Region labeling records
++++++++++

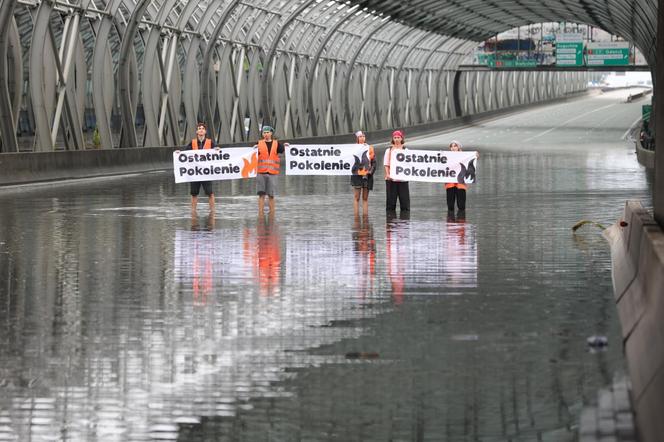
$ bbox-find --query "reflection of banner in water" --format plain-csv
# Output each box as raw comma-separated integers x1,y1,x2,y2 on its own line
385,219,410,304
353,216,376,297
173,224,247,303
385,220,477,303
284,230,364,293
242,217,281,296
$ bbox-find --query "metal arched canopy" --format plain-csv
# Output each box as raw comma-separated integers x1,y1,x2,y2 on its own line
350,0,657,66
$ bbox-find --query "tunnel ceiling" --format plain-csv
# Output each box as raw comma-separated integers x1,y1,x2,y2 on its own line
351,0,657,65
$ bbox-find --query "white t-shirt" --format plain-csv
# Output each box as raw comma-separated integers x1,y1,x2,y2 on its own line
383,147,405,183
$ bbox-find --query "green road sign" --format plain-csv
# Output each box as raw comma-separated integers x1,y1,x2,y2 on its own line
641,104,652,122
587,41,629,66
556,41,583,66
478,54,537,68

++++++++++

▶ _Exercise instructions_:
Copy out every line of all the items above, including the commands and their comment lines, and shift each bounding-box coordinate by adding 31 to it. Leave the picture lines out.

▶ _The response_:
$ bbox-find --query "reflection of banner in water" --format plain-csv
# Output each box as raw comma-separated integers x1,y1,x2,y2 on its own line
416,250,441,335
384,247,407,328
204,255,278,334
416,251,508,334
315,261,395,324
273,248,312,327
$ bbox-find --query "metal arched canopy" --format plain-csv
# Output each box as raw comma-separated integers x1,y1,x2,y2 on its own line
381,31,688,97
$ bbox-find --query "tunnel ceiling" --format plain-csv
# Output each box as raw comma-separated integers x1,y1,x2,y2 on its own line
382,31,688,96
$ bbox-find --query "white t-shirt" --format plain-csv
# Output each box as raw comma-separated integers x1,y1,x2,y2 on its own line
414,178,436,214
$ bbox-find --query "green road sign" --format plain-csv
# Output each box as raw comma-separated integers x1,y1,x2,y2 on its own line
672,135,683,153
618,72,660,97
587,72,614,97
509,85,568,99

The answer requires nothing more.